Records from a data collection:
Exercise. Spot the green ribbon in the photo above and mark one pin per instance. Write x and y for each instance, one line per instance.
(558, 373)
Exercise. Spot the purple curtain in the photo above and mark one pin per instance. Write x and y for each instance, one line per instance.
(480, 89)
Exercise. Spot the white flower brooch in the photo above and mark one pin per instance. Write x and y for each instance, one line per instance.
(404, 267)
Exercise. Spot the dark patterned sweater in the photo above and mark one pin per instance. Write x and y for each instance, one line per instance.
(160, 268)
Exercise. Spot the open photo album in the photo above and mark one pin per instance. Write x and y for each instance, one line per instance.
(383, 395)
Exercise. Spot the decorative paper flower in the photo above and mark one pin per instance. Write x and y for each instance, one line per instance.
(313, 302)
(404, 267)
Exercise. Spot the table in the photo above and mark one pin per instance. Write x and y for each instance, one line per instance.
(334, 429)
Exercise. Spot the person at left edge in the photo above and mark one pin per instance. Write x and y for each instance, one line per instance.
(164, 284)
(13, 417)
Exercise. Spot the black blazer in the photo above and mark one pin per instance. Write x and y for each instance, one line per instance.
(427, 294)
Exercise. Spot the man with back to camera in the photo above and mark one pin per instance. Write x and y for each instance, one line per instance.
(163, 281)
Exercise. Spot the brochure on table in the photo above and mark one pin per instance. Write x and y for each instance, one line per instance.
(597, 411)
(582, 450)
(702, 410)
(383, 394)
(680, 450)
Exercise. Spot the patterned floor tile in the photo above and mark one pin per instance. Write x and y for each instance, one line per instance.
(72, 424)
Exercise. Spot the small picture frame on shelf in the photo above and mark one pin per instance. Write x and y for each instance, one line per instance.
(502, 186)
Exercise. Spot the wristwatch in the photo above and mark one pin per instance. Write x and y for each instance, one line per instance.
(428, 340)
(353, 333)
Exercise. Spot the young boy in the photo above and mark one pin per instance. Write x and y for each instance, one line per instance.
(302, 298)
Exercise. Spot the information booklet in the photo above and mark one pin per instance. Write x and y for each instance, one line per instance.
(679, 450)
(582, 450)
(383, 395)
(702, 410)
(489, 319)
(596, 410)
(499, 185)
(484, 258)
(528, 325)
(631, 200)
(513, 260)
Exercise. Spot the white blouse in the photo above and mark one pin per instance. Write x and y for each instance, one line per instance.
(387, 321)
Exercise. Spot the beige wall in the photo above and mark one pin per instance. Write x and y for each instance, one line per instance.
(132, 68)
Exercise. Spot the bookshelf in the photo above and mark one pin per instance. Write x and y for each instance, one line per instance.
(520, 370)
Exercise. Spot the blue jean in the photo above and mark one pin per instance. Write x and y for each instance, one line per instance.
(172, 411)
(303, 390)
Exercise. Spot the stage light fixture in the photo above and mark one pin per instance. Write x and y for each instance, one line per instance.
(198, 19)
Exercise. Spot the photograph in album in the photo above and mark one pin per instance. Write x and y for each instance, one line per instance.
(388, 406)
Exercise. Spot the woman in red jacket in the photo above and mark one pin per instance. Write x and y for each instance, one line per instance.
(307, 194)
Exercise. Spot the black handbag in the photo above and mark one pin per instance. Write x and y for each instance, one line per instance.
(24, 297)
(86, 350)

=== PROBLEM STATEMENT ===
Every entry shown above should be written out again without a single difference.

=== REPLY TO THE TASK ===
Exercise. Spot the green ribbon in the photo above and mark one pin per instance. Write x and y for each instance, one line per instance.
(558, 373)
Exercise. Spot the purple curtain in the photo above and mark one pin per instance. Write x and y for each instance, one line per instance.
(480, 89)
Exercise. Spot the white flower brooch in the photo above and mark one pin per instance. Write x and y for each instance, one line per instance.
(404, 267)
Exercise. Spot the dark patterned sweater in the photo above and mark one pin per instance. Write x and y for each instance, one line per instance.
(160, 268)
Exercise. Spot the open photo album in the photo above and mark one pin per instance. Write x and y for each instance, one line per instance.
(383, 395)
Exercise. Spot the decorative paper flower in the photo above and mark one pin per instance. Write x and y for each instance, one line per instance.
(313, 302)
(404, 267)
Exercise. Spot the table in the photo above and mark one pin per instance. Write x and y for each instance, one line per instance.
(334, 429)
Exercise. Spot the person at left edge in the photo above and mark one pin per instance. Write x and y for each instance, one line per instance.
(164, 284)
(13, 417)
Exercise. Spot the black blazer in the photo above and mark one pin per instance. Write x and y for each instance, one line per instance.
(427, 294)
Exercise. Spot the man with back to camera in the photo above and mark one pin per instance. Write x and y for each instance, one line per instance.
(163, 281)
Exercise. Spot the brochure on table in the photo above and mark one pin per instance. Write x and y for each instance, one line per instance.
(597, 411)
(582, 450)
(702, 410)
(383, 394)
(680, 450)
Exercise. Spot the patterned floor tile in the photo above and mark one pin per instance. Write x and y for each instance, one line per instance.
(72, 424)
Exercise. Spot the small picture frame on shelf in the photo above and mark one pin per instance. Write x and y for each instance, one line per instance.
(502, 186)
Exercise. Spot the wristwatch in the photo above and mark one pin per instance. Write x and y for each instance, one line per instance.
(428, 340)
(353, 333)
Exercise. Spot the young boy in the photo above and mark one pin per instance. Write x and y for each instance, one line per instance.
(302, 298)
Exercise. Spot the information booklet in the photo above and mark one pin per instance. Write x and y for each instance, one line per instance.
(679, 450)
(582, 450)
(383, 395)
(702, 410)
(489, 319)
(596, 410)
(499, 185)
(484, 258)
(528, 325)
(631, 200)
(513, 260)
Exercise. Spot the white blouse in the photo above and mark one pin per instance. Write x and y for each instance, one line per instance.
(387, 321)
Exercise. Spot the beige wall in the photo above and mark one pin per instance. Write x and y for each instance, one line per instance.
(132, 68)
Exercise. Spot the bookshelf in the photo above and mark one pin per instance. Write x and y for each instance, one line per instance.
(520, 370)
Exercise. Spot the blue jean in the photo above and mark one pin per instance. Write x and y for each instance, one line per instance.
(172, 411)
(303, 390)
Exercise. Spot the stage light fixture in the photo above and mark one pin per instance. Write x and y for each instance, one line per instance.
(198, 19)
Exercise. Spot the photograph in album in the photo above and mark one pin per instance. Write x and y for each instance, one line per instance.
(388, 406)
Exercise. Spot the woman in red jacket in the photo above and mark one pin per instance. Write x and y for each instance, one line per instance.
(307, 194)
Exercise. Spot the black handbag in the photo above and mark one pin per instance. Write x and y for each instance, one line per instance.
(24, 297)
(86, 350)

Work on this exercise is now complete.